**RECORDS PROVIDED:**
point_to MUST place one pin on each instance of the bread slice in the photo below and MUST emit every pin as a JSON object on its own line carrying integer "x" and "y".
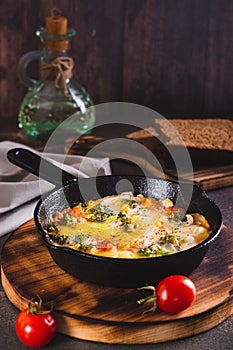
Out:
{"x": 212, "y": 134}
{"x": 206, "y": 139}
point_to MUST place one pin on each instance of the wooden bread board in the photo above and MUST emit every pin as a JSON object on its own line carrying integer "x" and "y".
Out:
{"x": 112, "y": 315}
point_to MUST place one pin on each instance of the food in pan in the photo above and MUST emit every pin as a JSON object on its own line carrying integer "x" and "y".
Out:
{"x": 127, "y": 226}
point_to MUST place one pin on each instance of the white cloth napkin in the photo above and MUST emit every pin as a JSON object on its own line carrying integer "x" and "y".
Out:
{"x": 20, "y": 190}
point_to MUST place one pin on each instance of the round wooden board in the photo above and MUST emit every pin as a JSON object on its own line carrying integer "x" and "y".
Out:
{"x": 112, "y": 315}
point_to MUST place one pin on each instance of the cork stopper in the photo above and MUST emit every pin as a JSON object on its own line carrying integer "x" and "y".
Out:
{"x": 56, "y": 24}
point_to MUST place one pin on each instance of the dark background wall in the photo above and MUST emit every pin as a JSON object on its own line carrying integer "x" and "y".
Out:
{"x": 175, "y": 56}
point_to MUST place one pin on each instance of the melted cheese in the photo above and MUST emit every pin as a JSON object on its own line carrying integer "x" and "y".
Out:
{"x": 127, "y": 226}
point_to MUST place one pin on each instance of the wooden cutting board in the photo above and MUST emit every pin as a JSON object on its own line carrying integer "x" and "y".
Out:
{"x": 112, "y": 315}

**WHAT NEEDS TO BE DONE:**
Take each line above that contains "bread" and copy it out.

**THE COMPLETED TASK:**
point_to MUST place one pin on each instance of the bread slice in the photo below and MUST emit every pin as a JSON object on its own line carrying integer "x" and "y".
point_to MUST place one pin on each instance of the wooden bread board in the photo above and MUST emit every pin as a JSON object on its own line carrying integer "x" and "y".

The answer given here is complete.